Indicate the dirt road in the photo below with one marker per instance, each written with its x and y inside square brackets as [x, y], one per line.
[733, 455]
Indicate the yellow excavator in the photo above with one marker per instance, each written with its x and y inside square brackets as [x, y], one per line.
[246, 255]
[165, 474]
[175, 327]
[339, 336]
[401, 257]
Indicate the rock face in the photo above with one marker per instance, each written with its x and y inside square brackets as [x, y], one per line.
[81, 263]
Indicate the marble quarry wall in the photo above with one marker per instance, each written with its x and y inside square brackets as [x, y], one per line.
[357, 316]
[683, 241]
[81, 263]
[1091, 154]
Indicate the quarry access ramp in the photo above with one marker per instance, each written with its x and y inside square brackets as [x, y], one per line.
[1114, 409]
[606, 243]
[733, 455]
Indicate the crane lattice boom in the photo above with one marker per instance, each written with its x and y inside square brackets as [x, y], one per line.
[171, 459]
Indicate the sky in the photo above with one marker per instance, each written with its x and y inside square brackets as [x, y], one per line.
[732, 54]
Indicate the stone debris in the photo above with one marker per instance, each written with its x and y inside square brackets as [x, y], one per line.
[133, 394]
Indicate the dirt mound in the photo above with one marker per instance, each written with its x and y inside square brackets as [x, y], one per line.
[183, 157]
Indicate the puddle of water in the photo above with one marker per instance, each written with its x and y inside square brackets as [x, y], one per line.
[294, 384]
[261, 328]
----------
Convert all the rows above into a numbered list with one line per entry, omitting any blank lines.

1. Indicate the dirt road in the photo below with one marker per instance, each written with its x and y inside square brackets as [x, y], one per line.
2. [733, 455]
3. Indicate the yellow excavator in the photo above with one marker per instance, each written with its x and y inside square brackets as [x, y], one per line.
4. [246, 255]
5. [165, 474]
6. [175, 327]
7. [339, 336]
8. [401, 257]
9. Indicate the rock face in the photo above with one marker per instance, each written with its x and y inside square brackets as [x, y], one per line.
10. [81, 263]
11. Indicate the marble quarry wall in the photo above with one marker per instance, each written with its x and y inside square brackets as [x, y], one per line.
12. [357, 316]
13. [683, 241]
14. [81, 263]
15. [1091, 154]
16. Indicate the quarry access ramp in the photo above with one marker per instance, each written with its x and y inside square brackets as [x, y], one per line.
17. [1114, 409]
18. [606, 243]
19. [733, 455]
20. Indicate the crane lattice boom in the photo above with one marker per instance, each written with its x and y inside square brackets as [x, y], one per line.
21. [171, 459]
22. Indicate the sky in the photo above with one marker per instance, each written with its x and y inside square brackets as [x, y], one per line.
23. [732, 54]
24. Indicate the stone debris in the photo above with one marker per instance, each written with its x and y inside square brackets as [x, y], one per line.
25. [133, 394]
26. Indicate the dirt mound in the photo above with one marker per instance, each written with its x and y inside square brackets as [x, y], one per line.
27. [183, 157]
28. Indicate the puddle of water in the photo above with one marker per instance, each written with its x and y inside square brackets as [x, y], one per line.
29. [294, 384]
30. [261, 328]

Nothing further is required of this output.